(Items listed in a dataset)
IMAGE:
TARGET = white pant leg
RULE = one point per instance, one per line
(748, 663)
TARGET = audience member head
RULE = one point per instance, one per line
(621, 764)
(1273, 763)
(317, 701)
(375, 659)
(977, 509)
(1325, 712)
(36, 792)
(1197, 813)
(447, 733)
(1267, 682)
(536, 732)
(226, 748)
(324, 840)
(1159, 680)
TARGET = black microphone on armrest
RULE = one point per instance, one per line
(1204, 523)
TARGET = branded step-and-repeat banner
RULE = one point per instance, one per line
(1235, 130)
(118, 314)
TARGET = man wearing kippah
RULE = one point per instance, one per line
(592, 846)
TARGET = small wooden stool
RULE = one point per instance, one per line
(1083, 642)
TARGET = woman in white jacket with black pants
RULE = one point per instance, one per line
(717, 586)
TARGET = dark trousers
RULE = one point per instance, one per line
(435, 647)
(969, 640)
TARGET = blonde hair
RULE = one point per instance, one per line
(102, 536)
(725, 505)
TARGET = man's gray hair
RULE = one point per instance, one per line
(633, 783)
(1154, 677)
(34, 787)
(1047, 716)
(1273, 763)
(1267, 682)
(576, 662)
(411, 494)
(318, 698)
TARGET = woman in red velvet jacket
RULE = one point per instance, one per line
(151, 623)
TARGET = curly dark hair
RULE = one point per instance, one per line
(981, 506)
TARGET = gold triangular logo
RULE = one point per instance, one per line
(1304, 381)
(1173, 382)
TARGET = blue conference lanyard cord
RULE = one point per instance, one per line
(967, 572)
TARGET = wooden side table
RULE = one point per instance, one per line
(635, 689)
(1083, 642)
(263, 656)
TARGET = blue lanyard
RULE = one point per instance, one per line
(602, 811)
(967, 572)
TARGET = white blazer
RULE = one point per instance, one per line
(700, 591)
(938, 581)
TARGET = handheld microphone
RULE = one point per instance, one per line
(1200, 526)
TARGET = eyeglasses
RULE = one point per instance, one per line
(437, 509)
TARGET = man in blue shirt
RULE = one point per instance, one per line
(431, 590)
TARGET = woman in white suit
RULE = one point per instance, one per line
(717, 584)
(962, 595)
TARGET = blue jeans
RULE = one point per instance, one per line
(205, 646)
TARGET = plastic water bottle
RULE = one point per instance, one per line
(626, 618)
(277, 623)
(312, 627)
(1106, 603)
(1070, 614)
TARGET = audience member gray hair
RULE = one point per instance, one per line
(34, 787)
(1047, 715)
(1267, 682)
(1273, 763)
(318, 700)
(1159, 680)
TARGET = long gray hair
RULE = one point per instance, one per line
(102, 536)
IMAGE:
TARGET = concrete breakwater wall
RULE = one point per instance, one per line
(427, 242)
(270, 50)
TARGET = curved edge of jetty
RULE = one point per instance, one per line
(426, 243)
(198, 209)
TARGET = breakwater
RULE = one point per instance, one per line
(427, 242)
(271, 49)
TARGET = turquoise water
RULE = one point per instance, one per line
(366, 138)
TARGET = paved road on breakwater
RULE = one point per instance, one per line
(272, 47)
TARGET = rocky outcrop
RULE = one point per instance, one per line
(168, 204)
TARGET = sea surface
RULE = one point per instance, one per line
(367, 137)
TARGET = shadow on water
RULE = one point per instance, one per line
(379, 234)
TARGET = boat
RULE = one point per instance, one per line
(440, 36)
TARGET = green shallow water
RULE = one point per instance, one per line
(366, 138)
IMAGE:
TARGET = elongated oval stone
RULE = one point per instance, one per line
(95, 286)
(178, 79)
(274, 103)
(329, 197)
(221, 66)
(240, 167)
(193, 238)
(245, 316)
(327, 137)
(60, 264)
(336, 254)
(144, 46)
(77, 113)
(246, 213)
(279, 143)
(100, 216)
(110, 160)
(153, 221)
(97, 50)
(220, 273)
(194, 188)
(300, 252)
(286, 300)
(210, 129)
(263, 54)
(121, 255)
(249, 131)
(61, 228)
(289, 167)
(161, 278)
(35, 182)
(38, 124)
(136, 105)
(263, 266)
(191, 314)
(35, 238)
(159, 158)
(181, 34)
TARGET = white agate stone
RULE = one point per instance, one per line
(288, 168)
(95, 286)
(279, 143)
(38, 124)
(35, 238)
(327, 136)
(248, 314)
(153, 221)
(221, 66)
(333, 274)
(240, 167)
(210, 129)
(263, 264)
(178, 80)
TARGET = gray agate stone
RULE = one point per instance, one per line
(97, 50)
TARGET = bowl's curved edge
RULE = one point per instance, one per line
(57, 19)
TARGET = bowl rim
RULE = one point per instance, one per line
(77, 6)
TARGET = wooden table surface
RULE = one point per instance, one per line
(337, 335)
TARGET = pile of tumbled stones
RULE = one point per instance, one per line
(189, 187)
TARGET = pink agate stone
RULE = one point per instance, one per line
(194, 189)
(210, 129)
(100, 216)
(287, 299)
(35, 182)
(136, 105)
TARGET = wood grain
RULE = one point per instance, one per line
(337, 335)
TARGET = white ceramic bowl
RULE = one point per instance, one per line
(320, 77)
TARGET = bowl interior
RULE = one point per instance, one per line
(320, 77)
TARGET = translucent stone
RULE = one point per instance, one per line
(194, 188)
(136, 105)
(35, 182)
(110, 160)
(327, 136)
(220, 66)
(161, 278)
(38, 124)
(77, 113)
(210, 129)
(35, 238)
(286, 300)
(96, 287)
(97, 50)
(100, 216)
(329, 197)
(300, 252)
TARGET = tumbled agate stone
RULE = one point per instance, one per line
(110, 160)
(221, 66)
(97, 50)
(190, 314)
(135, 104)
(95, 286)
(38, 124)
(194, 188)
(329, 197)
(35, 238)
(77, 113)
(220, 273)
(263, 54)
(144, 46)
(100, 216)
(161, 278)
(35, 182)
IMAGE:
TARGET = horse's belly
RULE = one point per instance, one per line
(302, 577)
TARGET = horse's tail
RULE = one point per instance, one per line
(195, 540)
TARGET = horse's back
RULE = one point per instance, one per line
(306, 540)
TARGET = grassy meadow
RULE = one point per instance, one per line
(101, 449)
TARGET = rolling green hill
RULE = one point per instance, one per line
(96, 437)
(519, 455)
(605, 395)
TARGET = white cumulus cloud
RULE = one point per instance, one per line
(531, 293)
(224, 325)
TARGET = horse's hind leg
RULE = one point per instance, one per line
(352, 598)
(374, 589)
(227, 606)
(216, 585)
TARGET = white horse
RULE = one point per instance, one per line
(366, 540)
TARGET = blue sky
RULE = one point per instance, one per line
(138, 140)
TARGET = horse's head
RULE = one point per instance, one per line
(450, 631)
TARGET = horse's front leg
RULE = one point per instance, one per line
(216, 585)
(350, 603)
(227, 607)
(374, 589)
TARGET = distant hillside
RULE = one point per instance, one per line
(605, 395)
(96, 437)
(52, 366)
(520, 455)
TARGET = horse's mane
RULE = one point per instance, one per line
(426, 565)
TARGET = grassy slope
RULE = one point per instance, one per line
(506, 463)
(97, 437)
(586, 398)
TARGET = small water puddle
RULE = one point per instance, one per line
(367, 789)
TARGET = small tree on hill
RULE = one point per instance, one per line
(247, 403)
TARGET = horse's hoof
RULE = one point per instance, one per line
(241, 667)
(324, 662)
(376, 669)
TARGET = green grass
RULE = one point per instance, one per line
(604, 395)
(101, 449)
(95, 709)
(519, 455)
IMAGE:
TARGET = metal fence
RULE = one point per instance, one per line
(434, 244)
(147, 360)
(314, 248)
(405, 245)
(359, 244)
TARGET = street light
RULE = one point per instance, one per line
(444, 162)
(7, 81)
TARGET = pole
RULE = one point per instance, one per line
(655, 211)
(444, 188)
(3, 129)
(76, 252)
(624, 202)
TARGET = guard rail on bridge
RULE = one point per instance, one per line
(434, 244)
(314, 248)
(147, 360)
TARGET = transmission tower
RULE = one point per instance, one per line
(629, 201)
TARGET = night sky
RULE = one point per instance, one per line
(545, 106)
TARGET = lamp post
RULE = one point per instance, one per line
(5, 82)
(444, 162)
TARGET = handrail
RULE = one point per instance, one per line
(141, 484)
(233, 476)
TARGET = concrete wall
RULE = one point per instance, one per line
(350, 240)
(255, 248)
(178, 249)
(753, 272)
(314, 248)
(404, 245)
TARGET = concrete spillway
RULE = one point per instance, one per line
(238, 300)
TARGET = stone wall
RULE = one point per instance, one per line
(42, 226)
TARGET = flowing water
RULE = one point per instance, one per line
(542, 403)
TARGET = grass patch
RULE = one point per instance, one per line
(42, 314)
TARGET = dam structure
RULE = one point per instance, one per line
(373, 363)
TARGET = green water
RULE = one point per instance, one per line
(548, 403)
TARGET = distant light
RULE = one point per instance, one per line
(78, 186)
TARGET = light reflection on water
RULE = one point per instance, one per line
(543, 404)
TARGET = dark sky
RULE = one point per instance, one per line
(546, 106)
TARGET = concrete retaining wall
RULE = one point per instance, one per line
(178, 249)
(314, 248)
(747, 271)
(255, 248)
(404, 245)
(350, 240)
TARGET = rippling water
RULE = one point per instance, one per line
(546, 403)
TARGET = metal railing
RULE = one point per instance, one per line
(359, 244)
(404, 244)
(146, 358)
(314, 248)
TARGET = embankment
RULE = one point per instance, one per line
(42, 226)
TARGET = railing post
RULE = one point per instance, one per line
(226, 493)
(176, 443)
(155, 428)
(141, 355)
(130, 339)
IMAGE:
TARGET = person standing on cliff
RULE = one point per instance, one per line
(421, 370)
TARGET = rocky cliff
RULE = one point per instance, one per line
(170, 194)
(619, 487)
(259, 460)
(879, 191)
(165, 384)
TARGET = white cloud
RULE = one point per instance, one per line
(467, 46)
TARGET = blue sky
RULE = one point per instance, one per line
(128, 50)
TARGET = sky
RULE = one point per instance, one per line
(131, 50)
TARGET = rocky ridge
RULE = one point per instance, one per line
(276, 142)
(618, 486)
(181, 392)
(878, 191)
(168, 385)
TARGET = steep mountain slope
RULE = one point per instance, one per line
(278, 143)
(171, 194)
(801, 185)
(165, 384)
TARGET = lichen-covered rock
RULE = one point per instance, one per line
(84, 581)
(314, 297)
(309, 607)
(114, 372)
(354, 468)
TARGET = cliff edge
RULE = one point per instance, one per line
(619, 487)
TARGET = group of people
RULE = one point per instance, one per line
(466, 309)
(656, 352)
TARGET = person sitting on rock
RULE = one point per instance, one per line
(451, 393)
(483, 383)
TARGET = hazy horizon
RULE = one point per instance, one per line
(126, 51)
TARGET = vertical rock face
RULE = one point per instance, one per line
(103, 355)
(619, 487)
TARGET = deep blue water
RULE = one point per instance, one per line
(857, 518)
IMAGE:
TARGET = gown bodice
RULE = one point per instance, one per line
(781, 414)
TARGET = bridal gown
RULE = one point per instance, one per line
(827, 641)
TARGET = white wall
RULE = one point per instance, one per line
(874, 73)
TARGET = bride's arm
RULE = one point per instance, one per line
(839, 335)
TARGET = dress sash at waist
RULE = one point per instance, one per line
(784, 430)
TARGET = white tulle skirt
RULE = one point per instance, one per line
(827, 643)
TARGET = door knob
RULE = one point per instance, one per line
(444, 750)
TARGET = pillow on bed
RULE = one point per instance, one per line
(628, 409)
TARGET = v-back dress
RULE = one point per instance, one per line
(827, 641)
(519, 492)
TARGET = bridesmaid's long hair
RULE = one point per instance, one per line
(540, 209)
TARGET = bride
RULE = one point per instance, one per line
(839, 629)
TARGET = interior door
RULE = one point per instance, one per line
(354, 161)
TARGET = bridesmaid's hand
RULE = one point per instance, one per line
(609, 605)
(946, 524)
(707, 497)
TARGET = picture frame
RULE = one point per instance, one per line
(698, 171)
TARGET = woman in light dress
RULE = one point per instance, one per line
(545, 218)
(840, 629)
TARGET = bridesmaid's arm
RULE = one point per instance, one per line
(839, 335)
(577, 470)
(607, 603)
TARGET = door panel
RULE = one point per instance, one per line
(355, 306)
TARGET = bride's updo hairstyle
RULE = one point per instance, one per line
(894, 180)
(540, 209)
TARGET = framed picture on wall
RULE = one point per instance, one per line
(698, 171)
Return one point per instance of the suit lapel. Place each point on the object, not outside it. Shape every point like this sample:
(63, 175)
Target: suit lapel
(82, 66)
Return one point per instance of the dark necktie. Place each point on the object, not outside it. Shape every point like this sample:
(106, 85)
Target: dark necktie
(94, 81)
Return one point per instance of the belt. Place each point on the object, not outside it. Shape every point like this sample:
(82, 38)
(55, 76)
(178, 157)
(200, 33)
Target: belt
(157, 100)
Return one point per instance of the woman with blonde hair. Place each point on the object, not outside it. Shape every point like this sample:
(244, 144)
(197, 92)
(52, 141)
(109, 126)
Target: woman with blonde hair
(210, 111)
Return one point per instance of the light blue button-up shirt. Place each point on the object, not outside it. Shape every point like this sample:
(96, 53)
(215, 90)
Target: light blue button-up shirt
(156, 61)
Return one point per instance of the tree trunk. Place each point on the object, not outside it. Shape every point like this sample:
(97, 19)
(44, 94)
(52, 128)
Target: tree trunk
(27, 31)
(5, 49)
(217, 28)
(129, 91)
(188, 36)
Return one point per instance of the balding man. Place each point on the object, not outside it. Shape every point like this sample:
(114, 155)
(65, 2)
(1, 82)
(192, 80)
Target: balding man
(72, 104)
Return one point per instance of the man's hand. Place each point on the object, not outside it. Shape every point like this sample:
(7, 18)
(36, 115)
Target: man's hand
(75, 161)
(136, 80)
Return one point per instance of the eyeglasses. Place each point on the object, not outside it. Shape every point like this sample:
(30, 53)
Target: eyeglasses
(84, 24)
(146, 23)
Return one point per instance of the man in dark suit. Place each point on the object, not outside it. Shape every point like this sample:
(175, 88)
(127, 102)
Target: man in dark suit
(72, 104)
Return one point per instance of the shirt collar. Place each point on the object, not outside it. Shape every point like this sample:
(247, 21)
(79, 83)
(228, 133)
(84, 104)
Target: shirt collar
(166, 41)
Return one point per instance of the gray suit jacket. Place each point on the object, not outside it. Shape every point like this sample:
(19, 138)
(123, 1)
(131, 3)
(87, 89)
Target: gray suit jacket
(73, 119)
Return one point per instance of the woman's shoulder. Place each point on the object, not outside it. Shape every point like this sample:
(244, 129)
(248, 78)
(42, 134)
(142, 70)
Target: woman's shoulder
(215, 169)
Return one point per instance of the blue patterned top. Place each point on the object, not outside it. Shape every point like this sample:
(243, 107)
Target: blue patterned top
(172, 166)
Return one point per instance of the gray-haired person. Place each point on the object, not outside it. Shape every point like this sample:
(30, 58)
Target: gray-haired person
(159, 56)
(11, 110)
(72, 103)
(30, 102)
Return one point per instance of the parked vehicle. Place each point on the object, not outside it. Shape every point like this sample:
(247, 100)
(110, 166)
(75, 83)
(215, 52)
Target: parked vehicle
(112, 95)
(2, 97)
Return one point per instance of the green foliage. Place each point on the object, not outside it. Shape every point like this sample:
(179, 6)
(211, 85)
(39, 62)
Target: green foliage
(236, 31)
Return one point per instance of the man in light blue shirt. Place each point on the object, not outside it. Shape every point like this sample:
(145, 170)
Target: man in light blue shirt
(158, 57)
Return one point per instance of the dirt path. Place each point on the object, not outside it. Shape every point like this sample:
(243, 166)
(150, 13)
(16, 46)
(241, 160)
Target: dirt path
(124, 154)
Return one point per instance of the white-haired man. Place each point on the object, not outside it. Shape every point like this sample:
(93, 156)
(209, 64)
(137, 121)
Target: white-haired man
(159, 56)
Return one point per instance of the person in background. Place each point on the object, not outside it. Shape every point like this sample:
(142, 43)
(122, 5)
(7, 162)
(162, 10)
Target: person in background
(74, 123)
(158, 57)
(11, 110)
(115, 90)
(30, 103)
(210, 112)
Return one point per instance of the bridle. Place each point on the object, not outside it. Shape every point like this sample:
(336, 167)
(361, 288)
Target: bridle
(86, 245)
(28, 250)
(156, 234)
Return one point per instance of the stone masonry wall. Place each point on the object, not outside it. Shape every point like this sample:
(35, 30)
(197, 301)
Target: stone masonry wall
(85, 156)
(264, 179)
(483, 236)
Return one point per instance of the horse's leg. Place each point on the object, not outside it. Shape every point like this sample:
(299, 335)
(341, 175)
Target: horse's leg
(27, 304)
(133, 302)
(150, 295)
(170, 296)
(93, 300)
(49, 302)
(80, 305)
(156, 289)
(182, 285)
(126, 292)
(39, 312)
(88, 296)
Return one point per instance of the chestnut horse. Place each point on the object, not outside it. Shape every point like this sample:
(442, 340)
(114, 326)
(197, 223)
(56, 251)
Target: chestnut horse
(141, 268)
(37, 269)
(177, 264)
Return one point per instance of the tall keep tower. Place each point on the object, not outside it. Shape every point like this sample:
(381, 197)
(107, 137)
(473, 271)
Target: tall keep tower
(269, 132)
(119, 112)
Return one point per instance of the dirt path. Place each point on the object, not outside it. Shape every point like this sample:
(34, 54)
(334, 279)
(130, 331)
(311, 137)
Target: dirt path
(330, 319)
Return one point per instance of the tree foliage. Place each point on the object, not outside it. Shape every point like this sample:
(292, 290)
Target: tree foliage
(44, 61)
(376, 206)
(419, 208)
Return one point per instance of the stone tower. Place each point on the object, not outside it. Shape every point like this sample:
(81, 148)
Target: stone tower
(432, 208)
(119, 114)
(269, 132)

> **TASK DETAILS**
Take the stretch of lines above from the one containing "TARGET = concrete wall" through the one containing "TARGET = metal railing" and repeat it exactly, adding no other line.

> **TASK RESULT**
TARGET = concrete wall
RULE = one point per instance, one per line
(350, 240)
(255, 248)
(178, 249)
(753, 272)
(314, 248)
(404, 245)
TARGET = concrete spillway
RULE = one point per instance, one per line
(238, 300)
TARGET = stone wall
RULE = one point per instance, one per line
(42, 226)
TARGET = flowing water
RULE = one point per instance, one per line
(542, 403)
TARGET = grass patch
RULE = one point per instance, one per line
(42, 314)
TARGET = dam structure
RULE = one point per instance, one per line
(373, 363)
TARGET = green water
RULE = one point per instance, one per line
(548, 403)
TARGET = distant light
RULE = one point per instance, one per line
(78, 186)
TARGET = light reflection on water
RULE = one point per instance, one per line
(543, 404)
TARGET = dark sky
RULE = one point per instance, one per line
(546, 106)
TARGET = concrete retaining wall
RULE = one point per instance, one per line
(178, 249)
(314, 248)
(747, 271)
(255, 248)
(404, 245)
(350, 240)
TARGET = rippling water
RULE = one point per instance, one per line
(546, 403)
TARGET = metal railing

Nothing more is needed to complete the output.